• **What to produce**: Each line from the one that holds "the sky belong?" to the end of the records is to be retyped exactly. Pictures are not part of the copy.

• **The data**:
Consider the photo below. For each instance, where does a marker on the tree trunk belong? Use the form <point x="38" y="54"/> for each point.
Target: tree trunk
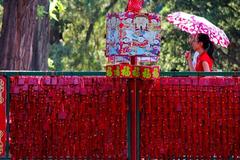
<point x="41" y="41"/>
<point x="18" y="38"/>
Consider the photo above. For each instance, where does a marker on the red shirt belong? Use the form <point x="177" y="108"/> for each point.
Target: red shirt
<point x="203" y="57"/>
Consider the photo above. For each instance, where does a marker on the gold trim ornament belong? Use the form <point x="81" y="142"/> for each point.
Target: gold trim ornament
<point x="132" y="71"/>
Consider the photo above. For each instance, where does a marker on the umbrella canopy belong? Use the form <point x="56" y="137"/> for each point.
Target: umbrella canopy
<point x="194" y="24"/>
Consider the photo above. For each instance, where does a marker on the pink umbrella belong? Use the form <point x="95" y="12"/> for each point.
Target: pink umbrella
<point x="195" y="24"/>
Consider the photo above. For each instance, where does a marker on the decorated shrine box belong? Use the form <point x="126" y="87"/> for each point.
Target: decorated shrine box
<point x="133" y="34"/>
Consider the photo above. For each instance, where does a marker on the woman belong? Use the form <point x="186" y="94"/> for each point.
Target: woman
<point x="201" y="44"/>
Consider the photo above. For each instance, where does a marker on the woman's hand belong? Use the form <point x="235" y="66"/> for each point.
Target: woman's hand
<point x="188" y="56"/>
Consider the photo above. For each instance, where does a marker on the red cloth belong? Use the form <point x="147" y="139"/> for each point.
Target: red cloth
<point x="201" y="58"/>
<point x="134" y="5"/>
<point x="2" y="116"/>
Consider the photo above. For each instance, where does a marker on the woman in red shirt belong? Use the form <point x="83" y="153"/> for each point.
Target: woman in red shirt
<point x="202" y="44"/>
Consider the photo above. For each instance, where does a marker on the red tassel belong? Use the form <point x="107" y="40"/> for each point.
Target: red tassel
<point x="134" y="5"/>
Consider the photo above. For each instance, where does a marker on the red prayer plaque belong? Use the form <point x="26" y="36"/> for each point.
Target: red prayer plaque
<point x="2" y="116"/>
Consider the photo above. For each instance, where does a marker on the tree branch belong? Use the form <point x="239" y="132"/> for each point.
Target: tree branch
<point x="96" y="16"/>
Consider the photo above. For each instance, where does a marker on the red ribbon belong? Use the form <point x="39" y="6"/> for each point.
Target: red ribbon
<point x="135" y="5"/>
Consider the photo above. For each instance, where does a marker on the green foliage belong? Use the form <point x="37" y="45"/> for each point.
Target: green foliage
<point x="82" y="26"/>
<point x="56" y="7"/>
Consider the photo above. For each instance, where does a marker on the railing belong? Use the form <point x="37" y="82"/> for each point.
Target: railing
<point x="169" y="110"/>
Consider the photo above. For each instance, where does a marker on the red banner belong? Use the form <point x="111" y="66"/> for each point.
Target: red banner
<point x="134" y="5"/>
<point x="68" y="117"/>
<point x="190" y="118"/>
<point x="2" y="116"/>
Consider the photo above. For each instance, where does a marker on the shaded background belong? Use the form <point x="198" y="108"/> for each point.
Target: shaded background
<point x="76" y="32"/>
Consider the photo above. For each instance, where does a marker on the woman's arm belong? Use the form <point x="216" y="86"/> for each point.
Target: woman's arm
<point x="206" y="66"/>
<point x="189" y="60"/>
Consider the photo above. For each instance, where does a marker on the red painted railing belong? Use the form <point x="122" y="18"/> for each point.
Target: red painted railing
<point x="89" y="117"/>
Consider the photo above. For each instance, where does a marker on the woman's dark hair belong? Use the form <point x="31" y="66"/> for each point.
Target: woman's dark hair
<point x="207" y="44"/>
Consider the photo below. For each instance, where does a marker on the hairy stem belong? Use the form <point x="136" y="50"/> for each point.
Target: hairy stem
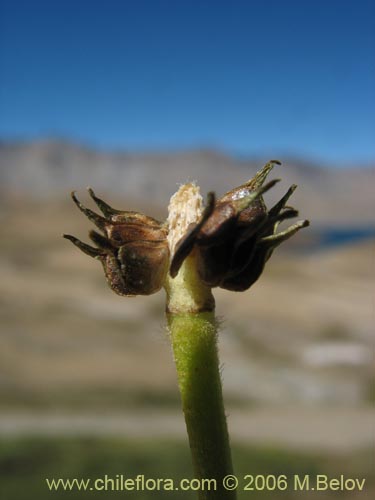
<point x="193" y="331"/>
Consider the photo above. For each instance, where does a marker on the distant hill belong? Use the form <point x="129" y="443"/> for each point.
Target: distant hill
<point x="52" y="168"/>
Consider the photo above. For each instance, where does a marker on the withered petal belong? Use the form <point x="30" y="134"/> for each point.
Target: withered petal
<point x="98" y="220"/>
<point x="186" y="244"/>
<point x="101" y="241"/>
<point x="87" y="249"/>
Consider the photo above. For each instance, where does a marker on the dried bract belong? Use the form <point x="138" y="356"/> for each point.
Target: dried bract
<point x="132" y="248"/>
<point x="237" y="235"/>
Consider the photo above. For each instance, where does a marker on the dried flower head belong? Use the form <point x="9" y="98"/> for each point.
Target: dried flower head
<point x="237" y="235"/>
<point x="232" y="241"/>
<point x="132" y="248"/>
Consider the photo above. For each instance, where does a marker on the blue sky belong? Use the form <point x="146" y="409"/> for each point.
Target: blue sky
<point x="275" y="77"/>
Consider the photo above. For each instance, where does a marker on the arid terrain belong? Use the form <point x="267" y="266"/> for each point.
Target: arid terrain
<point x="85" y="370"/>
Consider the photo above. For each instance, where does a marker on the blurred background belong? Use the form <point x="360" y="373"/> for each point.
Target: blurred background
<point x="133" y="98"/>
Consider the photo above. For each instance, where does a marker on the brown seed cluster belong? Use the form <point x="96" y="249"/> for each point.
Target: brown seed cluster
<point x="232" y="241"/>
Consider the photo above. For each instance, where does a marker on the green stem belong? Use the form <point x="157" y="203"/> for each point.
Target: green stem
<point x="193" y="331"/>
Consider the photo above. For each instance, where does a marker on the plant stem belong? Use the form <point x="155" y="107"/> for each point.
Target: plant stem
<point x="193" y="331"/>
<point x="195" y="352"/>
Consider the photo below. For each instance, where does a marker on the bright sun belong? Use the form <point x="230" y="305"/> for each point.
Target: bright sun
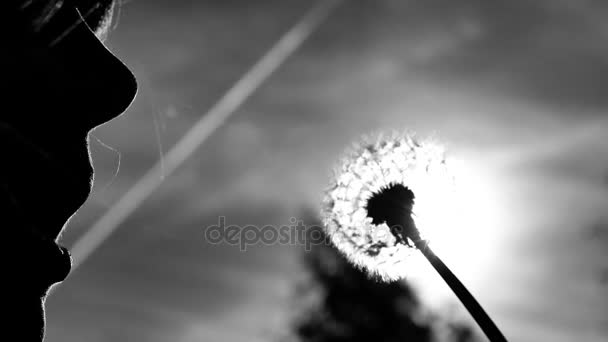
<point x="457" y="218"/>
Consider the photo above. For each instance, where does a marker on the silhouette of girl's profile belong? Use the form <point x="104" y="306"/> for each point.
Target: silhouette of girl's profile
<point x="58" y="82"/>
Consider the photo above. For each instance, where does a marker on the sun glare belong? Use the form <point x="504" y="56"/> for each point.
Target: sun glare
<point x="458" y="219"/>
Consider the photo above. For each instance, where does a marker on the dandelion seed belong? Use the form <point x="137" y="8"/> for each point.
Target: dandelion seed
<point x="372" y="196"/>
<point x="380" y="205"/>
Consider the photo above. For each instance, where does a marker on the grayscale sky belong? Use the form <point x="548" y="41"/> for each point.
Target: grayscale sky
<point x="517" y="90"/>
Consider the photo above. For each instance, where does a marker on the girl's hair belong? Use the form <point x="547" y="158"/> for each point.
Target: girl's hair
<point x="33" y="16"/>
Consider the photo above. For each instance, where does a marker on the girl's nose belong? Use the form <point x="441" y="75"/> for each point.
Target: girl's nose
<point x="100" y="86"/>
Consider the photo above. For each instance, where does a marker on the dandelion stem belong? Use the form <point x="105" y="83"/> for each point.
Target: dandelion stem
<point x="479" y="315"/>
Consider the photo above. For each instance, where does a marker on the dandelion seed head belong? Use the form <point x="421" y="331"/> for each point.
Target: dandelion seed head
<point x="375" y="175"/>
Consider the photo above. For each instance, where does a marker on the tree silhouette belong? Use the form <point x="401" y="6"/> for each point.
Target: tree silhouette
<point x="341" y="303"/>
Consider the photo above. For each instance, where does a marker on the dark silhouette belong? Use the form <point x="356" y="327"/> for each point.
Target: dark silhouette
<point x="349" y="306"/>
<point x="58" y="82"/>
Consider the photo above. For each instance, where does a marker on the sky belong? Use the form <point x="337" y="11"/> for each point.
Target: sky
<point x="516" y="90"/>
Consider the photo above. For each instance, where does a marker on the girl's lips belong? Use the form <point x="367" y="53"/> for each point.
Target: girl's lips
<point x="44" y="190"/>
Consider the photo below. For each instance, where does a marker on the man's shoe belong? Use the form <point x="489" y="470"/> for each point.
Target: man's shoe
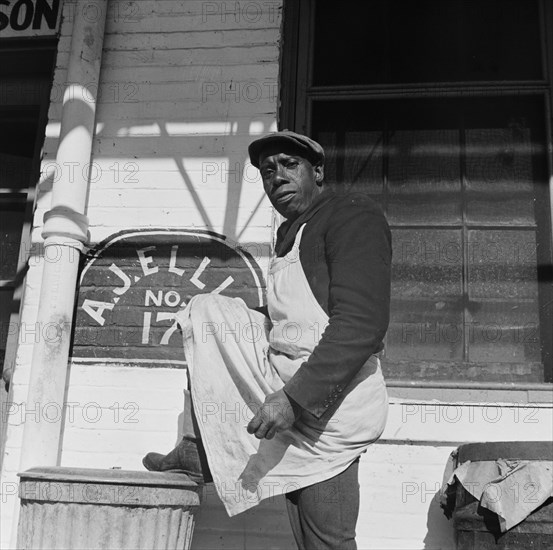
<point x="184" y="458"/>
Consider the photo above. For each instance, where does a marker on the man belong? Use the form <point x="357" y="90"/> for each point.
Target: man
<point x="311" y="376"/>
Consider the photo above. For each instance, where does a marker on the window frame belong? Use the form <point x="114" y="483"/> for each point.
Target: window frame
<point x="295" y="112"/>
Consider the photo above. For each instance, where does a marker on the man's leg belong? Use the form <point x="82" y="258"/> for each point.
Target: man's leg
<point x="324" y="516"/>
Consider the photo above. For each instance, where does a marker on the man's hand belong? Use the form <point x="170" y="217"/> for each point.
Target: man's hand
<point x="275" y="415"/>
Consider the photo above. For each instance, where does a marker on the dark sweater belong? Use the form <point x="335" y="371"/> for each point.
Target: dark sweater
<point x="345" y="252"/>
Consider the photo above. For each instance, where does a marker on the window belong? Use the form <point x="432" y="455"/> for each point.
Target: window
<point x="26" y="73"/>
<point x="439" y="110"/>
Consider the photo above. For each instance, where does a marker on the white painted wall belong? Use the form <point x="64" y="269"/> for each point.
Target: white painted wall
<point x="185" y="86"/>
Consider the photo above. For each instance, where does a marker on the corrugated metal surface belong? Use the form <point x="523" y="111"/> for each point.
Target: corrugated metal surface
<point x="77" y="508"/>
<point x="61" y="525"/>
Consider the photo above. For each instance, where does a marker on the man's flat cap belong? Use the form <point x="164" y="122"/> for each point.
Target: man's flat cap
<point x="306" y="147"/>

• **Task response**:
Consider the photo above. For each instance, where does a marker on the sky belong? Use the form <point x="337" y="11"/> for each point.
Target: sky
<point x="516" y="90"/>
Consider the photo above. For each instance, where does a marker on the girl's lips belong? Use the form <point x="367" y="53"/> for each point.
Target: girl's lips
<point x="44" y="190"/>
Consider the photo below. For each instance, where does a marker on the man's shoe belong? Use the form <point x="489" y="470"/> for each point.
Target: man's shoe
<point x="184" y="458"/>
Consider the photo above. For each instance, where does a marker on the man belong? Use the form <point x="357" y="90"/> for each point.
Target: man
<point x="311" y="376"/>
Consider the photo above. For each instance, where does a marker on the window frame belong? Use the form <point x="114" y="483"/> for each point.
Target: window frame
<point x="295" y="112"/>
Consider the photo above. For each instance, where does a marker on the man's leg belong? Use the form <point x="82" y="258"/> for each point.
Target: man's leg
<point x="324" y="516"/>
Consider the photo above. For each instance, where does a marker on the man's hand belong? Use the form <point x="170" y="217"/> for each point.
Target: man's hand
<point x="275" y="415"/>
Consider the photo above. For each instance, where does a marker on the dark sweater belong? Use the form <point x="335" y="371"/> for each point.
Target: dark sweater
<point x="345" y="252"/>
Consider the photo above. For each instance, where does a marker on the window belong? Use the form <point x="432" y="455"/> for each point.
Target: window
<point x="26" y="73"/>
<point x="439" y="110"/>
Consider the photo above. For each instance, where does a marker on the white painted wall belong? Use the form <point x="64" y="269"/> for each point.
Target: white painted wall
<point x="185" y="86"/>
Consider the photo above. For each instance, where does a marker on the corrugated metal surface belong? Use the form <point x="523" y="111"/> for each point.
Target: corrugated metal surface
<point x="77" y="508"/>
<point x="61" y="525"/>
Consider the photo above. For each instance, where does a marker on the man's flat cap belong? Use the form <point x="164" y="122"/> for each point.
Target: man's flat cap
<point x="306" y="147"/>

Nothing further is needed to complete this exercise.